> **Stated exercise**
Rewrite the homework thread from the words "Anyone want to" through "with that exactly?", putting "72 hours" wherever "three days" appears.

> **Quoted text**
Anyone want to help me with my homework?

[Tab]

A 50mg sample of a radioactive substances decays over the course of three days to 35mg. Assuming it decays exponentially, determine the rate of decay...

Okay...

50^(3X)=35

Right? How the hell do I work with that exactly?

Anyway, I got another formula... Just look at the problem above to see where everything goes...

A=P(1-r)^3

35=50(1-r)^3

35=50-50r^3

-15=-50r^3

-15/-50=r^3

.3=r^3

Thats how far I got, now how do I manipulate that futher? I think the answer is something like .0003

A 50mg sample of a radioactive substance decays to 35mg over the course of three days. Assume the remaining sample decayed in an exponential manner, determine the daily rate of decay. Give the results as a percentage.

 

[PurdueRy]

50^(3X)=35

that is not a decay equation....

also, where the heck did you get the number 35??

 

[Tab]

Originally posted by: PurdueRy
50^(3X)=35

that is not a decay equation....

also, where the heck did you get the number 35??

Thats what I orginally came up with... for a formula to work it out... Oh, seems I didn't complete the question..

 

[PurdueRy]

Originally posted by: Tab

Originally posted by: PurdueRy
50^(3X)=35

that is not a decay equation....

also, where the heck did you get the number 35??

> **Supplied records**
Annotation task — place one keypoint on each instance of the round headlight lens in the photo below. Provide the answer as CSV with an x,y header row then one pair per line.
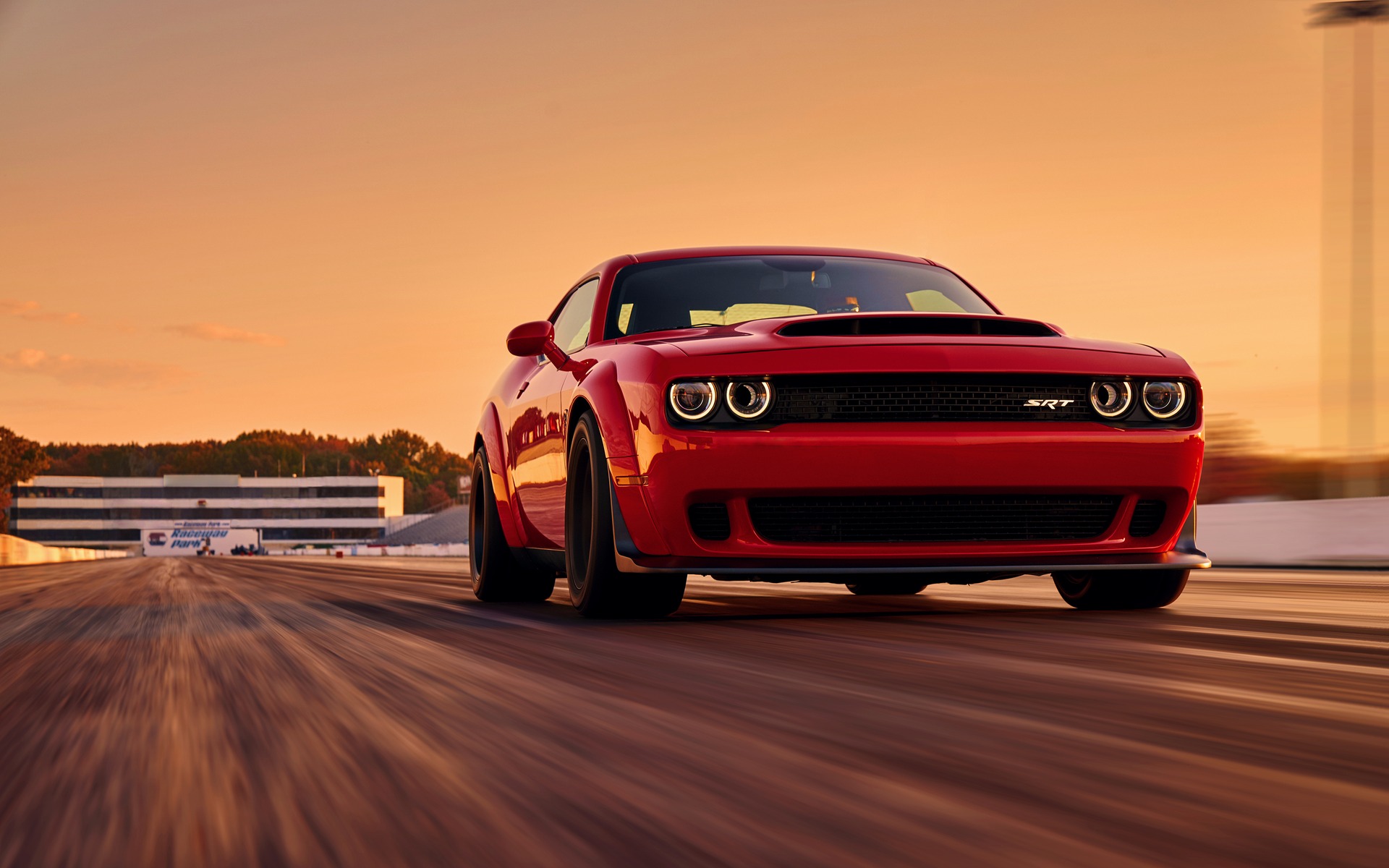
x,y
694,400
749,399
1164,399
1111,398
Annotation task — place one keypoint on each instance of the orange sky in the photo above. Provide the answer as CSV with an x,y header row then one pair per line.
x,y
327,216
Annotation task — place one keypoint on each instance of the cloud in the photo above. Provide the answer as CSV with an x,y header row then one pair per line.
x,y
34,312
72,371
210,331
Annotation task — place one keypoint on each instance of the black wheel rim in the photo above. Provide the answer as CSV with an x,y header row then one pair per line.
x,y
477,531
582,528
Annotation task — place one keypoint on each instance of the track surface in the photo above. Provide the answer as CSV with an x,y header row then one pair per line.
x,y
373,712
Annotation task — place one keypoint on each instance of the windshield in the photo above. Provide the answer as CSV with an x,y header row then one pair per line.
x,y
726,291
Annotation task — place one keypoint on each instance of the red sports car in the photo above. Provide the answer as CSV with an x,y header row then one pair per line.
x,y
828,416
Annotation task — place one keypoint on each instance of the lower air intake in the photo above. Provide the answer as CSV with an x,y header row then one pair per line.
x,y
933,519
1147,517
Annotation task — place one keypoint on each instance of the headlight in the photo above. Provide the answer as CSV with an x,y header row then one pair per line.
x,y
749,399
1164,399
694,400
1111,398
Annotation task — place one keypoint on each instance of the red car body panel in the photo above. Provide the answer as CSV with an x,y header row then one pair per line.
x,y
623,382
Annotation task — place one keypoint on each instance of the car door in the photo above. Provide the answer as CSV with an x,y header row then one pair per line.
x,y
537,427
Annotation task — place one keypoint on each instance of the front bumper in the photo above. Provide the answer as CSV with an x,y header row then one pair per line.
x,y
653,532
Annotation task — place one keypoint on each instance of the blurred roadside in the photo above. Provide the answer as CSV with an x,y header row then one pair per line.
x,y
1241,469
1280,509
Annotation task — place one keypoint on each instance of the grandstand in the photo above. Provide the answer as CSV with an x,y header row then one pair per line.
x,y
446,527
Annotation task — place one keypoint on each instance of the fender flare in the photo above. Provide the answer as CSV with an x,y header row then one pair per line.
x,y
489,431
635,528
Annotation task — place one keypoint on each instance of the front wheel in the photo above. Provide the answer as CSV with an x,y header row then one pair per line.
x,y
496,574
1117,590
596,588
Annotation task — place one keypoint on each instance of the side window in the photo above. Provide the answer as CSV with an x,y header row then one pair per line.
x,y
572,324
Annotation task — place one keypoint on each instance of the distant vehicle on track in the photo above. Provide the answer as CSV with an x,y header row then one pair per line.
x,y
833,416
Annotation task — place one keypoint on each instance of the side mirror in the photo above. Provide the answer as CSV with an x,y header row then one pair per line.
x,y
537,339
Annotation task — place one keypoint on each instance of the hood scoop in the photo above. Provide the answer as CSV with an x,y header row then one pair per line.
x,y
916,324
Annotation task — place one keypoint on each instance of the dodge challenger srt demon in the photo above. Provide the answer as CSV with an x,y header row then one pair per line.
x,y
833,416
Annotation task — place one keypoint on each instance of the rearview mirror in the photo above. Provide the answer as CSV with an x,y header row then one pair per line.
x,y
531,338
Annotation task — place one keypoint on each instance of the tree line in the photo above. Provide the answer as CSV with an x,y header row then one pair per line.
x,y
431,471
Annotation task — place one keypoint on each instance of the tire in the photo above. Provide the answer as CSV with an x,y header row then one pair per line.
x,y
888,587
596,588
1117,590
496,574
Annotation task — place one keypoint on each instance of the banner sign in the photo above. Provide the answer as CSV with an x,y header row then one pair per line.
x,y
187,538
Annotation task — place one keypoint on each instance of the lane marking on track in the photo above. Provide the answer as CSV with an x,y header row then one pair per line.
x,y
1349,643
1283,661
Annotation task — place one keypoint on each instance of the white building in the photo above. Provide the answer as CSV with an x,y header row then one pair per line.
x,y
286,511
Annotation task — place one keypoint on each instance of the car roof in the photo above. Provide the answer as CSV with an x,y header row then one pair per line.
x,y
689,253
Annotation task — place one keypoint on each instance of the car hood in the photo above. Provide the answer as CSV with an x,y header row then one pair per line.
x,y
846,331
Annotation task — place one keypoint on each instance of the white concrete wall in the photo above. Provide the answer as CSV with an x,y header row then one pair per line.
x,y
16,552
1289,532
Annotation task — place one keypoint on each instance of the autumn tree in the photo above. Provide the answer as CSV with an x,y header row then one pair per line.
x,y
20,460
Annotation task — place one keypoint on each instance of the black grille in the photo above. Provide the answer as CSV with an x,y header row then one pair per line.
x,y
885,398
927,519
710,520
1147,517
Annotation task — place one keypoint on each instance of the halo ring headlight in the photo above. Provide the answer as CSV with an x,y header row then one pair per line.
x,y
1111,398
1164,399
694,400
749,399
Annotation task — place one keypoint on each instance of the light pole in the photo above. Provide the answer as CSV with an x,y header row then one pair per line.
x,y
1349,378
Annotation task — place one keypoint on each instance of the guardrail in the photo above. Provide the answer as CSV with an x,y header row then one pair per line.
x,y
16,552
1349,532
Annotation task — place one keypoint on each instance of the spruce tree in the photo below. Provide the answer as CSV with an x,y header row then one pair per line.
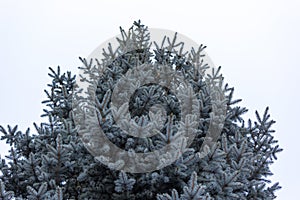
x,y
55,161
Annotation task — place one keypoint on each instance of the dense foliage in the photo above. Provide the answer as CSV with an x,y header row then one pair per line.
x,y
53,163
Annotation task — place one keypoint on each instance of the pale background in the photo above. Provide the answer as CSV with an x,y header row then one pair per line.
x,y
255,42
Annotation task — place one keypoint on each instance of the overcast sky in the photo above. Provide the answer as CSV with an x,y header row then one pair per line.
x,y
256,43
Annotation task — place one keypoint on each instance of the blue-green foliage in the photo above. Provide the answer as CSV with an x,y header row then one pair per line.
x,y
52,162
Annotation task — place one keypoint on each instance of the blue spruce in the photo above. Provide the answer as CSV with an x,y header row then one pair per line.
x,y
53,162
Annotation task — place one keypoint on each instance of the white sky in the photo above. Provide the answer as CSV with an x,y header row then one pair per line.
x,y
255,42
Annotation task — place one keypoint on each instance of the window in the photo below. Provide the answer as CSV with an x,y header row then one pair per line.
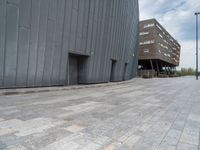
x,y
160,35
144,33
149,25
158,27
146,50
147,42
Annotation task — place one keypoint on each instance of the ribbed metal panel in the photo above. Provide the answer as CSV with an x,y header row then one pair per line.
x,y
37,36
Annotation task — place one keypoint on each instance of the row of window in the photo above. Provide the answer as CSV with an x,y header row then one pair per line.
x,y
149,25
158,26
144,33
165,54
147,42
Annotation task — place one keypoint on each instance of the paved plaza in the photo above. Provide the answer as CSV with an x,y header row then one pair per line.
x,y
152,114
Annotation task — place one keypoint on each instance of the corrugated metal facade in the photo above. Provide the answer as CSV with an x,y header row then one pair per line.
x,y
37,38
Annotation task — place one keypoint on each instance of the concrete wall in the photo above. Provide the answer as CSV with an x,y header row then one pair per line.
x,y
36,37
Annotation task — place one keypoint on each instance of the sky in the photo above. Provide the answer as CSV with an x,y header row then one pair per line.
x,y
177,17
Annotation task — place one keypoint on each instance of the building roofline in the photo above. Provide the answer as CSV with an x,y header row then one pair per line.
x,y
153,19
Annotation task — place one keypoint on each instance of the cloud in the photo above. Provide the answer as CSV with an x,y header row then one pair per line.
x,y
177,16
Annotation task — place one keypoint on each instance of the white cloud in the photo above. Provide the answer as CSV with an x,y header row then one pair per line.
x,y
177,16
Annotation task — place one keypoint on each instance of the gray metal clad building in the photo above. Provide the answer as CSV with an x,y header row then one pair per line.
x,y
62,42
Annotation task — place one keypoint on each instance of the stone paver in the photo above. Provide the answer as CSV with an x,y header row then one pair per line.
x,y
155,114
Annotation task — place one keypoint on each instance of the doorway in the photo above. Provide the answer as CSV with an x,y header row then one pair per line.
x,y
76,69
124,73
112,73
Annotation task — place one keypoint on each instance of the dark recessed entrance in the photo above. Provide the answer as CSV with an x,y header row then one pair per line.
x,y
113,67
124,73
77,68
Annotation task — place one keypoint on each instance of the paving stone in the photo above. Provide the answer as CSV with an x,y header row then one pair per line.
x,y
154,114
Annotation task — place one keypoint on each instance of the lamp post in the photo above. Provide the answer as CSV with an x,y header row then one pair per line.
x,y
197,54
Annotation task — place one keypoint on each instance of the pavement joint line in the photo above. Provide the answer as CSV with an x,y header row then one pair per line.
x,y
199,140
64,88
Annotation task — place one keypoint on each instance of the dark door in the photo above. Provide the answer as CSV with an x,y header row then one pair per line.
x,y
112,74
124,73
73,70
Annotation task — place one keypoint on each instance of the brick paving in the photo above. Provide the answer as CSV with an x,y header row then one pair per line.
x,y
155,114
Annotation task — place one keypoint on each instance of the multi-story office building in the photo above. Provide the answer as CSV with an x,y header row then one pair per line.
x,y
62,42
158,49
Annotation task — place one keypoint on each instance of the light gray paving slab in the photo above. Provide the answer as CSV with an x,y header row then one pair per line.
x,y
155,114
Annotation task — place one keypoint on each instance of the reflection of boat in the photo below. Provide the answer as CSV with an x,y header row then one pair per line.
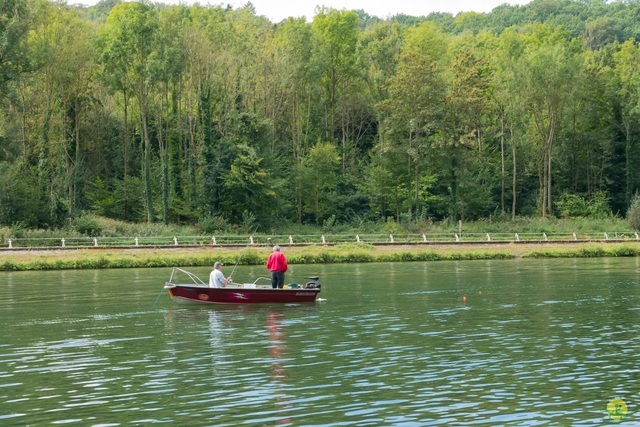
x,y
239,293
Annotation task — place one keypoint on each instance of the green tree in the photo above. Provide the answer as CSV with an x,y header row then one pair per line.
x,y
128,41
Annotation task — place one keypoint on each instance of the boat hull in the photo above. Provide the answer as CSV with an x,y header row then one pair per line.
x,y
238,295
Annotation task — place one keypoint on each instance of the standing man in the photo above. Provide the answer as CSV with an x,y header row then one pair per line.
x,y
216,279
277,265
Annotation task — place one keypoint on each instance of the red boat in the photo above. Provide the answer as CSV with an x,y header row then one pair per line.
x,y
240,293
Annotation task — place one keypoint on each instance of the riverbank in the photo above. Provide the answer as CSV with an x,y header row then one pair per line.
x,y
88,258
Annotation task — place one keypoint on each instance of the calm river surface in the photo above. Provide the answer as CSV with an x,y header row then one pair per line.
x,y
537,342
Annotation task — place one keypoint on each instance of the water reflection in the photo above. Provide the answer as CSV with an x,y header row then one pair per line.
x,y
537,343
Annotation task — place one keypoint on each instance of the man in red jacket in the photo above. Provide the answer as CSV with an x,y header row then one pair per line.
x,y
277,265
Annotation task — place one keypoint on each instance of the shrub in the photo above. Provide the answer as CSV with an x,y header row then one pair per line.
x,y
87,225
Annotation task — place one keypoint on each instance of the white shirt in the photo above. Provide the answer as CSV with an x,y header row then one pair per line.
x,y
216,279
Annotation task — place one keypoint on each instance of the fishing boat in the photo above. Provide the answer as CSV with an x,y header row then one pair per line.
x,y
198,291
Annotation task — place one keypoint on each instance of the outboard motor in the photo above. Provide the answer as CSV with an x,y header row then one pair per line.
x,y
313,284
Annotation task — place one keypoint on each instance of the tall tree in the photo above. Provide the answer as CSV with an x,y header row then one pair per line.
x,y
128,41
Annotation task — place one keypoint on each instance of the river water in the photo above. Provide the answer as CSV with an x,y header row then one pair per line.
x,y
485,343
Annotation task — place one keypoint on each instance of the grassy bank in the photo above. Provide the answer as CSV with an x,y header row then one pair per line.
x,y
346,253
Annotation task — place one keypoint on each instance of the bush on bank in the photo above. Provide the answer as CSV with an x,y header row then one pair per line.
x,y
87,259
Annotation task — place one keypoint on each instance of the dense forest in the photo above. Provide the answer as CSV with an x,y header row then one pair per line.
x,y
148,112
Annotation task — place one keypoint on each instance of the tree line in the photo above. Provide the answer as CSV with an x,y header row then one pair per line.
x,y
197,114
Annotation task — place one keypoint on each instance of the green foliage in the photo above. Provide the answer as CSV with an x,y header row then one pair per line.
x,y
573,205
131,108
213,225
87,225
633,213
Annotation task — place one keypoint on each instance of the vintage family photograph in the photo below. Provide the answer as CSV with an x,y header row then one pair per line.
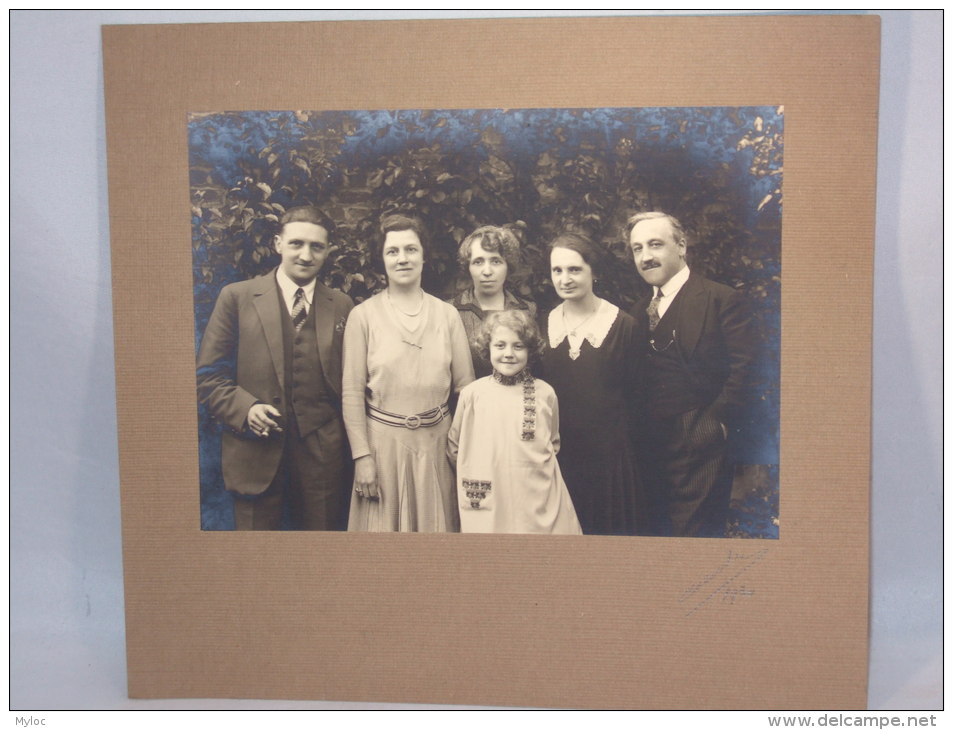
x,y
558,321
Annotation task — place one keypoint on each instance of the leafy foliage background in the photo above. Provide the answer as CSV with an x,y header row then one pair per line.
x,y
718,169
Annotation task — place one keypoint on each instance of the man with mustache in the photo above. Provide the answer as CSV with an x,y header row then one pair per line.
x,y
699,355
269,369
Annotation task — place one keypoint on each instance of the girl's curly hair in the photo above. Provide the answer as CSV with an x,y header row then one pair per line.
x,y
518,320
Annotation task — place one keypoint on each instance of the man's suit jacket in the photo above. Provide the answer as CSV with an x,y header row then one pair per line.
x,y
715,343
241,362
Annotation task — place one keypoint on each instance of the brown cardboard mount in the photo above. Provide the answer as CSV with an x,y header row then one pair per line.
x,y
543,622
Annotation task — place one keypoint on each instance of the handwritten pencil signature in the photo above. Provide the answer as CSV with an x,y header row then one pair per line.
x,y
722,582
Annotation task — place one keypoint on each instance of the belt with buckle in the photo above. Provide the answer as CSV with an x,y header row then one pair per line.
x,y
418,420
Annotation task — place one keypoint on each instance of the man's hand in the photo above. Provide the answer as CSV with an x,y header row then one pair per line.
x,y
261,420
365,477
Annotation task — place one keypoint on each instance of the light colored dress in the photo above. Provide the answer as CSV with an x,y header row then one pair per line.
x,y
402,372
504,440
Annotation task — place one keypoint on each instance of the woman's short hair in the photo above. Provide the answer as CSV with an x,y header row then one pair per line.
x,y
518,320
581,244
401,222
494,239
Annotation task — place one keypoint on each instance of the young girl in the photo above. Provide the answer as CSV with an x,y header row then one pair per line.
x,y
505,436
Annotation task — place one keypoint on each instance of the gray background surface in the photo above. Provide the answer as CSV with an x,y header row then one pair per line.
x,y
66,603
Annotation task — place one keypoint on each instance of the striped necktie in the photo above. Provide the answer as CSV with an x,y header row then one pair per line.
x,y
299,312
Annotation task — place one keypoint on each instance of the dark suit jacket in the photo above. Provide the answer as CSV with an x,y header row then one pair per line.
x,y
715,341
241,362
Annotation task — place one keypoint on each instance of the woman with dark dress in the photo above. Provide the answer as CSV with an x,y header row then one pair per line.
x,y
593,364
488,255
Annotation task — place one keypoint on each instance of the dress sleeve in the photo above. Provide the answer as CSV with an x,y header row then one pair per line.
x,y
461,360
453,436
354,382
634,344
216,368
554,427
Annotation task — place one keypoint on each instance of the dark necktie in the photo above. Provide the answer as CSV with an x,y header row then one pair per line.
x,y
652,310
299,312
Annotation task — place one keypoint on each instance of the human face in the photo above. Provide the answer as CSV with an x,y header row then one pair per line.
x,y
508,354
488,270
303,248
403,258
572,276
658,255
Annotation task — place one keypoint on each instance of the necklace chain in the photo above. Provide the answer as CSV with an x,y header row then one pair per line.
x,y
407,314
572,331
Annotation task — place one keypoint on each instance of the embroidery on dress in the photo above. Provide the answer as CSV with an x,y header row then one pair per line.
x,y
475,490
595,330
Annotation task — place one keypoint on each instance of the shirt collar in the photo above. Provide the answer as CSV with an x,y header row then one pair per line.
x,y
288,288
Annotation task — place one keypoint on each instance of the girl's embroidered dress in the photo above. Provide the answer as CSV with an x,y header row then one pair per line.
x,y
504,439
595,375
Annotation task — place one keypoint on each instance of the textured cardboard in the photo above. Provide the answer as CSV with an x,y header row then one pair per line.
x,y
502,620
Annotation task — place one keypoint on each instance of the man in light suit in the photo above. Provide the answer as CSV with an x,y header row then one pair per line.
x,y
269,369
701,349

> **Written response**
Anyone want to help me with my homework?

[Tab]

A 50mg sample of a radioactive substances decays over the course of 72 hours to 35mg. Assuming it decays exponentially, determine the rate of decay...

Okay...

50^(3X)=35

Right? How the hell do I work with that exactly?